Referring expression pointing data

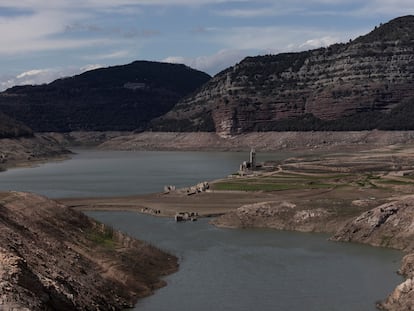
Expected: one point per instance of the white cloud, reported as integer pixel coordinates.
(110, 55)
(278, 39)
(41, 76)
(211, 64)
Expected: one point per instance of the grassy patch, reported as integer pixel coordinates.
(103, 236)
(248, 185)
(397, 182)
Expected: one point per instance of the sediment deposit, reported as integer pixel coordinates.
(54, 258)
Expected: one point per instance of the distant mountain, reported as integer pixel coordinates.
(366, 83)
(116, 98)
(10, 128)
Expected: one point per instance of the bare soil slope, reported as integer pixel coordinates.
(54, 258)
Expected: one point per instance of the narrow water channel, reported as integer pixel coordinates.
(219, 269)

---

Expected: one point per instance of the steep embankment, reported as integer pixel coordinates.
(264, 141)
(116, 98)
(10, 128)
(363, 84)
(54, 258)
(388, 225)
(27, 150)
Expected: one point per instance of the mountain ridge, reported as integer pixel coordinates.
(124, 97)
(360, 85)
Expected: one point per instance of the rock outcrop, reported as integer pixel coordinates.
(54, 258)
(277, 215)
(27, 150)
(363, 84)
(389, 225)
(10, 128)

* * *

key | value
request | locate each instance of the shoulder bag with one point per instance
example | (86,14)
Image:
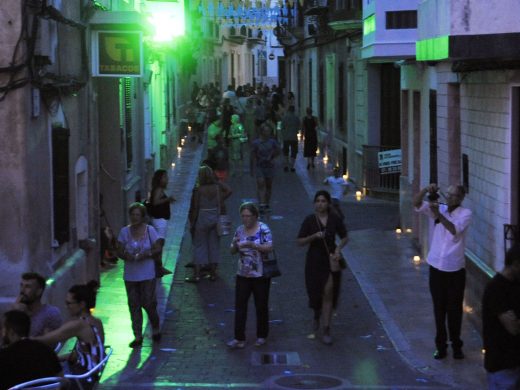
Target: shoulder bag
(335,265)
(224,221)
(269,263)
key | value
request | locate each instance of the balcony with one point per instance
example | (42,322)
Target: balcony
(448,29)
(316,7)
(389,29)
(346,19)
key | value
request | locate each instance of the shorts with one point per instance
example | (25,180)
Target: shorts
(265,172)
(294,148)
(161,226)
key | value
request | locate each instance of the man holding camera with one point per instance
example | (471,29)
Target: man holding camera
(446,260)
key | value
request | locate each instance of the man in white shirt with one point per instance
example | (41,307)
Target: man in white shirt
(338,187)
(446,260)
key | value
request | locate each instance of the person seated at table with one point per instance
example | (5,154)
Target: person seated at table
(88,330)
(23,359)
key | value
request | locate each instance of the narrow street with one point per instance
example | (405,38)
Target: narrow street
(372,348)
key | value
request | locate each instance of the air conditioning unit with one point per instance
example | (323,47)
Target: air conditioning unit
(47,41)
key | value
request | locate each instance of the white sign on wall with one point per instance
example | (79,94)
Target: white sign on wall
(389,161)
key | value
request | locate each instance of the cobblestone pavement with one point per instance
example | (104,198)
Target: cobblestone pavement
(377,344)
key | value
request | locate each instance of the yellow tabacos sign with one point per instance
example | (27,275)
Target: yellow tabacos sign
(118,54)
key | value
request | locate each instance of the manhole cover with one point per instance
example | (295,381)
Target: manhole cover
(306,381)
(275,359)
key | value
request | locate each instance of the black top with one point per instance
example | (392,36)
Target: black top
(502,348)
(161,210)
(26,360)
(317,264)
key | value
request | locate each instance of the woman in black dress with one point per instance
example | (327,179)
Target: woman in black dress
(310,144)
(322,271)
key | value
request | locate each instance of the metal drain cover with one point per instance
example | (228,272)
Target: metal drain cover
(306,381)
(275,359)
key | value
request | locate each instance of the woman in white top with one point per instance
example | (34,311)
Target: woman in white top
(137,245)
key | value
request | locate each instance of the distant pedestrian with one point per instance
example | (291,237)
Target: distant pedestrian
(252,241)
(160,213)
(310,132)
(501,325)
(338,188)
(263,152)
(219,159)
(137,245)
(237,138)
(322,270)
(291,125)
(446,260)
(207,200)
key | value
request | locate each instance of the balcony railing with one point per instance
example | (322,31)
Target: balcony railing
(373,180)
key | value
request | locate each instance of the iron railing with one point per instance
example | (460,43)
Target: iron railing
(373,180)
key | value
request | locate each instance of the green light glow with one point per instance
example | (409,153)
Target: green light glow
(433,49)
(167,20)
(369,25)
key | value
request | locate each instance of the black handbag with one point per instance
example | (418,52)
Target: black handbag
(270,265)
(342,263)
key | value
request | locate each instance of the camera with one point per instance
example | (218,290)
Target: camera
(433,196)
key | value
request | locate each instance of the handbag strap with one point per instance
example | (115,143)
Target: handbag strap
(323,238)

*TASK PROMPT:* Take the records above and return, word for word, only the lines that fall from the line with "example | (471,29)" to the line with "example | (104,198)", both of them included.

*RESPONSE AREA:*
example | (471,29)
Target: man holding camera
(446,260)
key | value
request | locate each instance of the man in white shirt with one point per instance
example | (41,307)
Target: man in white shirt
(338,187)
(446,260)
key | value
request | locate each instance of the person seated at table with one point per instance
example | (5,154)
Target: person seated at table
(88,330)
(23,359)
key | value
request | locate each instance of the narrow street with one point per instance
example | (405,38)
Target: narrow street
(372,348)
key | value
request | locate each instance of the air conditioning unit with one point per instance
example | (323,47)
Target: air conditioning unit
(47,41)
key | value
request | locate each instance of the white sign on wall with one point per instance
example | (79,94)
Target: white sign on wall
(389,161)
key | value
request | locate each instance of the cobblestone pavement with one point per instance
example | (104,198)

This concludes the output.